> Exercise requirements
Filter the material below and copy every line that contains the word "green". Case counts, so a line qualifies only if its letters match the word's capitalization.

> Entries supplied
───

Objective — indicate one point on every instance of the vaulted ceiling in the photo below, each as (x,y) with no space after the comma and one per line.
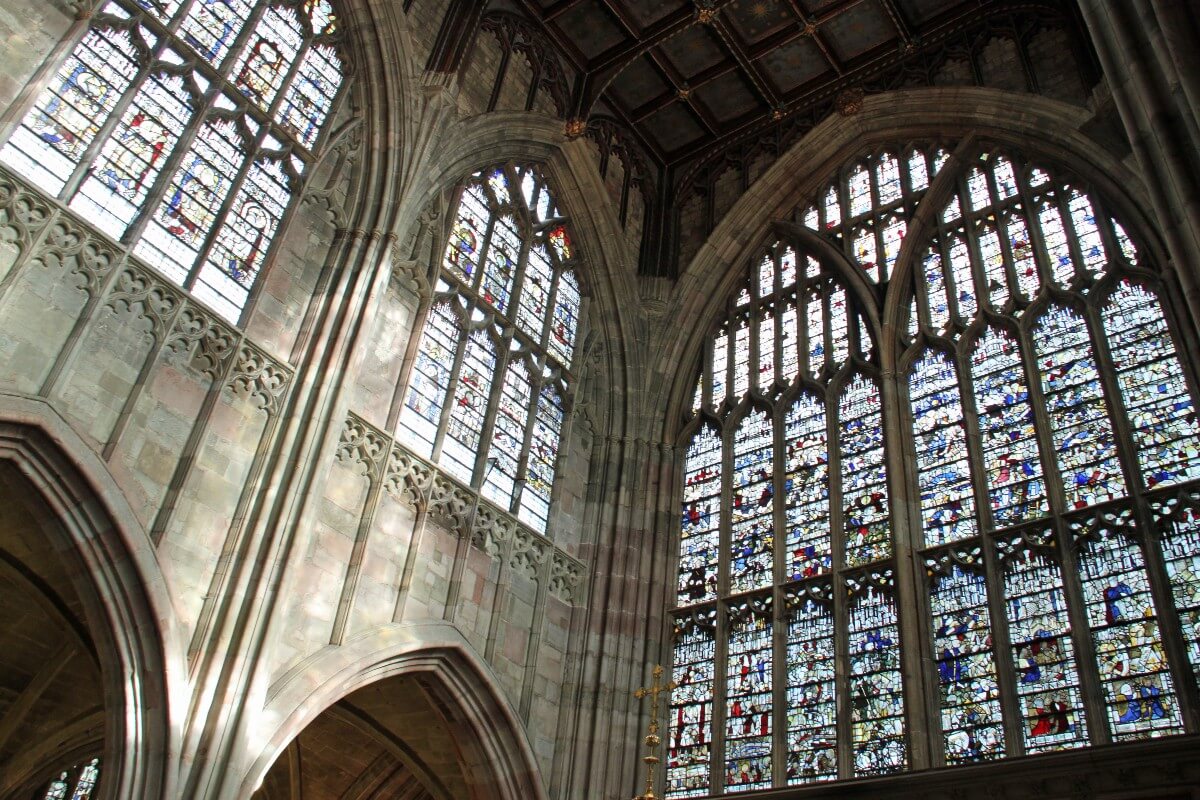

───

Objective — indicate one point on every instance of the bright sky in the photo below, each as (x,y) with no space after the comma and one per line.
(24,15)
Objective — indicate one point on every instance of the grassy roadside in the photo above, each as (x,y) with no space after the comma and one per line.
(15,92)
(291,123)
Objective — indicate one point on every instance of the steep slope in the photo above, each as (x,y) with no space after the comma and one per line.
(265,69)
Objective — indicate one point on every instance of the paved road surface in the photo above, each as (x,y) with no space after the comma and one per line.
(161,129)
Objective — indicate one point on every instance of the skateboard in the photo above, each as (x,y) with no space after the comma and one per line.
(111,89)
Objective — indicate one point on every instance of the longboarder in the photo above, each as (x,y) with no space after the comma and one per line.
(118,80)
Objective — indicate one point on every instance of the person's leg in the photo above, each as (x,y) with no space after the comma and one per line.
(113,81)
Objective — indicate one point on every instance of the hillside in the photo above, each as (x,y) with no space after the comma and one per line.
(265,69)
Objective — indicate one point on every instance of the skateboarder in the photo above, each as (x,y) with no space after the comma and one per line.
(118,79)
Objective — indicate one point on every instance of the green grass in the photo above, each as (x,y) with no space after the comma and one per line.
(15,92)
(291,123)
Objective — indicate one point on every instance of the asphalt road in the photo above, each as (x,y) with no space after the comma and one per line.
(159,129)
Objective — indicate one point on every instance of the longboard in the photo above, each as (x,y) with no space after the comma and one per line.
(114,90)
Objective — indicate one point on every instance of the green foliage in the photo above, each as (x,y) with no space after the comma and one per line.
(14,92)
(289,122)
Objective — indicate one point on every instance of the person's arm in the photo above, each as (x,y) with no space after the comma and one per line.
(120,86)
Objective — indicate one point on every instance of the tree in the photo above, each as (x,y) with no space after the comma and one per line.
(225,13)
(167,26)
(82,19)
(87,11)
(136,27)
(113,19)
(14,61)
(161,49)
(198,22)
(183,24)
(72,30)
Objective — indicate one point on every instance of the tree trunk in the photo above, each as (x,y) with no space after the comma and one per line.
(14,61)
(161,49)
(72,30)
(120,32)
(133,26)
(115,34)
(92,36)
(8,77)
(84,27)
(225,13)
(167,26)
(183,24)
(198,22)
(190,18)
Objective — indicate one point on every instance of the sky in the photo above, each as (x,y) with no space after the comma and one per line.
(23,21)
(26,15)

───

> Final result
Objective — indicate one point on every instance of the green grass in the photo above, each as (x,y) with no space after the comma and one per line.
Objective — indicate one point on every instance of the green foliage in the photo above, each as (x,y) with no space after the comma and one per line.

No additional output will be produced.